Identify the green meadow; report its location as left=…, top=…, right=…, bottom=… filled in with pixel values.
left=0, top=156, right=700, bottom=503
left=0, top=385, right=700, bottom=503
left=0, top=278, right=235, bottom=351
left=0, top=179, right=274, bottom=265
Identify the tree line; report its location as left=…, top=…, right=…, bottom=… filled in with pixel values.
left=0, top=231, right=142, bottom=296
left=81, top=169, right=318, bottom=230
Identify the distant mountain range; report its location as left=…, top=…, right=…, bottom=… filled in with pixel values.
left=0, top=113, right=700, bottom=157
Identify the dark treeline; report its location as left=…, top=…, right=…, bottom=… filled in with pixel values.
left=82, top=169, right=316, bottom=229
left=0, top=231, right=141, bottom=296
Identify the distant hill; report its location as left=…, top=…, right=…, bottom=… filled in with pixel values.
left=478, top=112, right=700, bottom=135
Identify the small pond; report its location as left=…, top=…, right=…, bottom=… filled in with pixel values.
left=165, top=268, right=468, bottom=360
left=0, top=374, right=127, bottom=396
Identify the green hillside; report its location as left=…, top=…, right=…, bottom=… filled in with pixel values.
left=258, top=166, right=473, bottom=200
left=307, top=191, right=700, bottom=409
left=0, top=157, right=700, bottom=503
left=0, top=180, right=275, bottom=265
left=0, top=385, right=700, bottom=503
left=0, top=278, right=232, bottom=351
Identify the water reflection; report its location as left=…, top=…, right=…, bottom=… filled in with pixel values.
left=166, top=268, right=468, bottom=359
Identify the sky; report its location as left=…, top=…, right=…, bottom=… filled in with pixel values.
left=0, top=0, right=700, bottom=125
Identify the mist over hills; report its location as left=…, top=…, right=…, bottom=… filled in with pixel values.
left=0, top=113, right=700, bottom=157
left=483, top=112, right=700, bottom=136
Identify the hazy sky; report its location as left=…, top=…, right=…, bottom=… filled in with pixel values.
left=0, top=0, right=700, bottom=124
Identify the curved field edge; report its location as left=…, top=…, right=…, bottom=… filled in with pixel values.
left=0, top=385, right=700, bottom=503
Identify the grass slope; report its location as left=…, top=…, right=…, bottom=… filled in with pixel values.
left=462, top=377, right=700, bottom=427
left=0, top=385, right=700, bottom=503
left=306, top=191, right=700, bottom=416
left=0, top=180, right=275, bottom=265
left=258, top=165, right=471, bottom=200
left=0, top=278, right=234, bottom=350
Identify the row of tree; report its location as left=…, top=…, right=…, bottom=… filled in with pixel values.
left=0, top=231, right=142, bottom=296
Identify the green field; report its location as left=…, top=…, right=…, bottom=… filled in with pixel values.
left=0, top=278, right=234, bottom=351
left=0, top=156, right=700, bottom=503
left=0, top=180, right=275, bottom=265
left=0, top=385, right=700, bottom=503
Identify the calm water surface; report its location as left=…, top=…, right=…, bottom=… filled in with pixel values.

^^^^^^^^^^^^^^^^

**OBJECTIVE**:
Number every row above in order as a list, dropping any blank lines.

**PROBLEM SOLUTION**:
1. Identify the green meadow; report its location as left=…, top=…, right=…, bottom=… filled in with pixel values.
2. left=0, top=156, right=700, bottom=503
3. left=0, top=385, right=700, bottom=503
4. left=0, top=278, right=235, bottom=351
5. left=0, top=179, right=274, bottom=265
6. Identify the tree line; report its location as left=…, top=…, right=…, bottom=… filled in with pixel values.
7. left=0, top=231, right=142, bottom=296
8. left=81, top=169, right=318, bottom=230
9. Identify the distant mountain range; report its location as left=…, top=…, right=…, bottom=… filled in with pixel values.
10. left=0, top=113, right=700, bottom=157
11. Identify the dark treeline; report its location as left=…, top=…, right=…, bottom=… filled in with pixel values.
12. left=82, top=169, right=316, bottom=229
13. left=0, top=231, right=141, bottom=296
14. Identify the distant hill; report its location as left=…, top=…, right=…, bottom=… filled in with pixel values.
15. left=478, top=112, right=700, bottom=135
16. Identify the small pond; report its location as left=…, top=…, right=…, bottom=… filled in with pixel values.
17. left=165, top=268, right=468, bottom=360
18. left=0, top=374, right=127, bottom=396
19. Identify the green hillside; report its location as left=…, top=…, right=…, bottom=… filled in with pixel values.
20. left=258, top=166, right=473, bottom=200
21. left=307, top=191, right=700, bottom=409
22. left=0, top=157, right=700, bottom=503
23. left=0, top=180, right=275, bottom=265
24. left=0, top=385, right=700, bottom=503
25. left=0, top=278, right=232, bottom=351
26. Identify the water reflection; report its location as left=…, top=…, right=…, bottom=… filled in with pixel values.
27. left=166, top=268, right=468, bottom=359
28. Identify the sky; report its location as left=…, top=…, right=…, bottom=… filled in with pixel values.
29. left=0, top=0, right=700, bottom=125
30. Identify the mist over hills; report its location as left=…, top=…, right=…, bottom=… filled in with pixel values.
31. left=0, top=113, right=700, bottom=157
32. left=483, top=112, right=700, bottom=136
33. Identify the hazy sky; report its location as left=…, top=…, right=…, bottom=… filled in with pixel values.
34. left=0, top=0, right=700, bottom=124
35. Identify the curved field edge; report its location as left=…, top=…, right=…, bottom=… filled in with pixel values.
36. left=0, top=385, right=700, bottom=503
37. Identify the grass slope; report its location as left=…, top=…, right=…, bottom=… filled in with pixel values.
38. left=462, top=377, right=700, bottom=427
39. left=0, top=385, right=700, bottom=503
40. left=306, top=191, right=700, bottom=416
41. left=0, top=180, right=275, bottom=265
42. left=258, top=165, right=471, bottom=200
43. left=0, top=278, right=234, bottom=350
44. Identify the row of tree; report its location as left=…, top=…, right=…, bottom=… filled in with pixel values.
45. left=0, top=231, right=142, bottom=296
46. Identify the green field; report its location as left=…, top=…, right=…, bottom=… filled in with pixel values.
47. left=0, top=278, right=234, bottom=351
48. left=0, top=156, right=700, bottom=503
49. left=0, top=180, right=275, bottom=265
50. left=0, top=385, right=700, bottom=503
51. Identify the calm water surface; report its location as left=…, top=…, right=…, bottom=… filled in with pixel values.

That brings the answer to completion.